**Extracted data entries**

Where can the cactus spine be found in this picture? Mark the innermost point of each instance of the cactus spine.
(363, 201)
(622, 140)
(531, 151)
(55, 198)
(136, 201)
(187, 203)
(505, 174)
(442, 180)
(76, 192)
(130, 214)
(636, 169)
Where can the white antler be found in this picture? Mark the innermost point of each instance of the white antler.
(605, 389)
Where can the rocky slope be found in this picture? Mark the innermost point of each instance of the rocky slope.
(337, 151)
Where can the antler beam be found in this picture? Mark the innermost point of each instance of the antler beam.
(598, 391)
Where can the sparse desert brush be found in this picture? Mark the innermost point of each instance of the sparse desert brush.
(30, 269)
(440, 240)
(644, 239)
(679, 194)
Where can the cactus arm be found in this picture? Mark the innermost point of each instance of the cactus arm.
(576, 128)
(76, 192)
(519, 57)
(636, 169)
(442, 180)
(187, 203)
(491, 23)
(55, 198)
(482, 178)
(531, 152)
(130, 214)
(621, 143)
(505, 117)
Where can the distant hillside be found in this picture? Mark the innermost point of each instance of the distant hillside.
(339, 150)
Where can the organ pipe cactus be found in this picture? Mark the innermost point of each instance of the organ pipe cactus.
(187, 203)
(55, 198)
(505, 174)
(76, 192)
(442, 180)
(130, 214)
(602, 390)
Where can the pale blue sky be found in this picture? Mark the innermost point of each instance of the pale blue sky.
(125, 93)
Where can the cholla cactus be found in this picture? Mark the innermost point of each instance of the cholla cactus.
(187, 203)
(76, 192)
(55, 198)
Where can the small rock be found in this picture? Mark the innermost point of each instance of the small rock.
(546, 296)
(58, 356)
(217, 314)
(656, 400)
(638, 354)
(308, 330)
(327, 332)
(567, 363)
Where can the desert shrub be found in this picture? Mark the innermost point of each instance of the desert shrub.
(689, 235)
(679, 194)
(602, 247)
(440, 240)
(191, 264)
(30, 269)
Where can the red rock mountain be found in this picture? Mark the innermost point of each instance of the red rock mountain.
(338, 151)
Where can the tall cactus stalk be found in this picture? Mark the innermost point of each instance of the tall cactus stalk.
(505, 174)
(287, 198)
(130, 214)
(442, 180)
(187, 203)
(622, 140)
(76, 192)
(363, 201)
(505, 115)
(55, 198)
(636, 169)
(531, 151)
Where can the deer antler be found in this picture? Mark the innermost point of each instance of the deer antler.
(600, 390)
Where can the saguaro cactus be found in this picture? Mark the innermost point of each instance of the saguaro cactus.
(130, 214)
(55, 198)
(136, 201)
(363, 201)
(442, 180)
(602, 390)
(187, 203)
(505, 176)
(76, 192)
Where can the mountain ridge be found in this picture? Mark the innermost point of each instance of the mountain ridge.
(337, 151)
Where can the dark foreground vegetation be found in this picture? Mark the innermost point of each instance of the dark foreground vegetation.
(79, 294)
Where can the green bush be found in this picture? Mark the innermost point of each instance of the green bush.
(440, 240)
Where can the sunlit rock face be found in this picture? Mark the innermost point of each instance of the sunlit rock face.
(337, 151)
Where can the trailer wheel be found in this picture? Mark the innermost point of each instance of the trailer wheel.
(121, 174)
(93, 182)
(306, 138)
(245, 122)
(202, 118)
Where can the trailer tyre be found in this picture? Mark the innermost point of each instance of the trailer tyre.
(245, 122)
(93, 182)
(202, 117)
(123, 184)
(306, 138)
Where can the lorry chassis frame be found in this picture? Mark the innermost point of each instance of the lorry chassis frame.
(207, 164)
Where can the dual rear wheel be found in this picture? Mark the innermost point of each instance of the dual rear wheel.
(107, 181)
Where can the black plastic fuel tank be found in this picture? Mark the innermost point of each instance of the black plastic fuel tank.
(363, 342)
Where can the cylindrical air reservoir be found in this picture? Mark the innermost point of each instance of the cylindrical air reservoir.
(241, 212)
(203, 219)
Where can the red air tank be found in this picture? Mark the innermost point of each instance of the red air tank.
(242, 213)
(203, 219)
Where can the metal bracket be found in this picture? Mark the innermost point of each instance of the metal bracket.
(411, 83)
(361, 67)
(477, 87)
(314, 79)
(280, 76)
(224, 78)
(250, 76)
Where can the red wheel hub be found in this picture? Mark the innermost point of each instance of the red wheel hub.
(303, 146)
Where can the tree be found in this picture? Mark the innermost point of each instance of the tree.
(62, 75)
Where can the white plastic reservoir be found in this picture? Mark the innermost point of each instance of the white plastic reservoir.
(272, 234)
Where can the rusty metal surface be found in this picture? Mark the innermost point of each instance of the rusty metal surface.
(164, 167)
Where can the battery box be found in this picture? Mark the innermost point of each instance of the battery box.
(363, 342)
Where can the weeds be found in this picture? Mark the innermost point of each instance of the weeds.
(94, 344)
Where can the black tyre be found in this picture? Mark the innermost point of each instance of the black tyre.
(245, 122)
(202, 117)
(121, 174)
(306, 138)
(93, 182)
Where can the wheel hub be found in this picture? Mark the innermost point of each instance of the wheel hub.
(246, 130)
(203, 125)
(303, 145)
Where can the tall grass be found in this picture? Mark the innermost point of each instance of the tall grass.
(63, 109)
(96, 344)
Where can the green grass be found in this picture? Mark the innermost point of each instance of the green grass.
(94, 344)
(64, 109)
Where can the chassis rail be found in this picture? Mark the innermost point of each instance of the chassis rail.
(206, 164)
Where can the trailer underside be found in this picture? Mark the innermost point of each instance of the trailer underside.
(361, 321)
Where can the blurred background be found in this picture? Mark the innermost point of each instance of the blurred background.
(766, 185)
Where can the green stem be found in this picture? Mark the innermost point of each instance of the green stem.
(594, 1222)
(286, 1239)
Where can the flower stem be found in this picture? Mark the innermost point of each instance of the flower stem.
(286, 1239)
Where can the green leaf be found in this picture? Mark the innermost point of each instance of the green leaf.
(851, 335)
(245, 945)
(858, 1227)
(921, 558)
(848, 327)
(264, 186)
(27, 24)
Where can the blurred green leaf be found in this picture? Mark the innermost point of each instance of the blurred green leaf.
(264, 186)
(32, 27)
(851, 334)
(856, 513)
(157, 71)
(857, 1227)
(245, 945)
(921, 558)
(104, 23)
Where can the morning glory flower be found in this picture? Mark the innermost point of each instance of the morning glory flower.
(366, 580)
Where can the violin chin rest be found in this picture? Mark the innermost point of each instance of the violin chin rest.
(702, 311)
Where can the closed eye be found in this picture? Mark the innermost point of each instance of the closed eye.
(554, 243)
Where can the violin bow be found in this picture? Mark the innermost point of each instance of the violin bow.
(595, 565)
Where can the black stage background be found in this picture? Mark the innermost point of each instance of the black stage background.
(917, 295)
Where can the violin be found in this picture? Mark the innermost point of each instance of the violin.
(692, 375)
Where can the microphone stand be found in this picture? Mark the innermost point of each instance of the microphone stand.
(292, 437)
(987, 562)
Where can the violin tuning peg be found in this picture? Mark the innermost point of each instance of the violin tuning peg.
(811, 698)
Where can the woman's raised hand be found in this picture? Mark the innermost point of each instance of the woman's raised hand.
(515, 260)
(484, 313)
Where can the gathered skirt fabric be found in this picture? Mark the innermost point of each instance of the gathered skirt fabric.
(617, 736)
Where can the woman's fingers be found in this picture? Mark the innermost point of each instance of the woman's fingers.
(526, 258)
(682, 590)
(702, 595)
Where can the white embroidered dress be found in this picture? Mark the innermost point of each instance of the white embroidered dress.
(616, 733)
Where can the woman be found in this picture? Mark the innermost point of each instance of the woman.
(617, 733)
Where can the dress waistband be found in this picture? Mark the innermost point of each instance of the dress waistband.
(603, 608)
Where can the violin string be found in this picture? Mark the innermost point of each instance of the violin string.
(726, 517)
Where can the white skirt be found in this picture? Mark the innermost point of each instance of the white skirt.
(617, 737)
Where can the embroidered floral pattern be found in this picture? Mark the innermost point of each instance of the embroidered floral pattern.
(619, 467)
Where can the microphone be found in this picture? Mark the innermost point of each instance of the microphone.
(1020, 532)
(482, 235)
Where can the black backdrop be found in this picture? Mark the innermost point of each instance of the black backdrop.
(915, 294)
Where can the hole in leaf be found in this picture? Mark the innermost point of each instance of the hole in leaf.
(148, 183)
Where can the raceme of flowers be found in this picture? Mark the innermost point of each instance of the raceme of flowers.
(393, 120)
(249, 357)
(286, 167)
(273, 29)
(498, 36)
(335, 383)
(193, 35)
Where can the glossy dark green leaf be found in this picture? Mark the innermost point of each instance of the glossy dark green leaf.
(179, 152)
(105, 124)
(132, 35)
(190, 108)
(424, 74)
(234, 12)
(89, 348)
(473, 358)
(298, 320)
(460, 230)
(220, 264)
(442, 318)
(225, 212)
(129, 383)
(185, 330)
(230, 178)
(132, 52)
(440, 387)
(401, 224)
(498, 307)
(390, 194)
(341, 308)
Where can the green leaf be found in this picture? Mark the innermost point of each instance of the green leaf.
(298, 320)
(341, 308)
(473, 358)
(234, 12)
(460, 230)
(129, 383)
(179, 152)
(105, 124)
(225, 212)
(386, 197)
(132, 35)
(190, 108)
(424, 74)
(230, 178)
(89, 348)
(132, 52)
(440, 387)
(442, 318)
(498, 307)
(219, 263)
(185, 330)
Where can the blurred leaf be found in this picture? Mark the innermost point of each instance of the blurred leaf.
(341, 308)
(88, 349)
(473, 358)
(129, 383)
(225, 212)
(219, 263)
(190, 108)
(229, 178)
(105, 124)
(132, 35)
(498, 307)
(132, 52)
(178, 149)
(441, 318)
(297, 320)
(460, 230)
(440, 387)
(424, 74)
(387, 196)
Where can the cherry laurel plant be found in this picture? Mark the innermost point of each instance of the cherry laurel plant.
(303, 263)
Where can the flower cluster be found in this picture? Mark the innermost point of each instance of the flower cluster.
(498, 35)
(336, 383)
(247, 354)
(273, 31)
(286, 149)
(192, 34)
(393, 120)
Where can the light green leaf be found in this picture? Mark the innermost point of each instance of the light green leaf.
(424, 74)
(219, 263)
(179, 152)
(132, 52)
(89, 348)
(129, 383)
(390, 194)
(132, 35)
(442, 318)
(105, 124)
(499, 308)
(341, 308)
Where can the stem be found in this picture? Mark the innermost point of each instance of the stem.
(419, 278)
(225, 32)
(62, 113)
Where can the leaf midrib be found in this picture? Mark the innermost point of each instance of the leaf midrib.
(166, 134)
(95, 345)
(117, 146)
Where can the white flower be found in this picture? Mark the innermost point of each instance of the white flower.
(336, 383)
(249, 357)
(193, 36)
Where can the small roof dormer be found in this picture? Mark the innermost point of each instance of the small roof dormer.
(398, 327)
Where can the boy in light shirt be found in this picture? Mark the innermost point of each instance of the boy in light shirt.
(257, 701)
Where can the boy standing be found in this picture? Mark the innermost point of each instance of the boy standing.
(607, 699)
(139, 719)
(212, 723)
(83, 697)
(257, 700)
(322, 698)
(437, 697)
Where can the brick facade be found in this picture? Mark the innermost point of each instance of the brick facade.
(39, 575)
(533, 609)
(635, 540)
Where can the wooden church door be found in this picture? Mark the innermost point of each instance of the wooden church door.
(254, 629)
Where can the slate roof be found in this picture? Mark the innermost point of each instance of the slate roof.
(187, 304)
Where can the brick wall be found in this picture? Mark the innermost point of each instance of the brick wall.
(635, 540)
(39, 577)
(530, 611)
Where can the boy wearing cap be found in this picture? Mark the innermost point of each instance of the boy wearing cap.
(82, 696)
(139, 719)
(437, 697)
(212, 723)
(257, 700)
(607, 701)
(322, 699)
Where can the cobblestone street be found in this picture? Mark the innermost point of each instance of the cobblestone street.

**Given problem**
Rewrite the entries starting at the line containing "Where can the boy in" and ending at the last entry, keeping every request line and shifting each number in the coordinates up by 4.

**Worked answer**
Where can the boy in light shirt be found in this picture? Mark the innermost point of each instance of the boy in light shirt.
(261, 705)
Where can the boy standing be found in this picture? Mark the innermost point of each instance of the boy standing.
(611, 703)
(143, 723)
(216, 727)
(87, 701)
(261, 704)
(326, 702)
(441, 701)
Where can the brick facade be found in this picture? Mark the innermost point of each instance of the brick facade.
(43, 579)
(537, 613)
(639, 544)
Where can the wooden church door be found in this picture? Mark the innermost point of each instance of the wooden church door.
(258, 633)
Where can the slate roof be found in this picture? Mark the innermost point of each instance of the slate roof.
(191, 308)
Where can the brick wall be found in this picture? Mark the innermost point of each instance of the brick wall.
(639, 544)
(43, 581)
(534, 615)
Where can the boy wearing cap be found in this picture? Mark the innermost point of each instance of the boy wearing cap.
(86, 700)
(143, 723)
(441, 701)
(216, 727)
(261, 704)
(611, 705)
(326, 703)
Where can the cobblestone street be found in this picture? Mark the innermost point of each instance of the cobblestone street.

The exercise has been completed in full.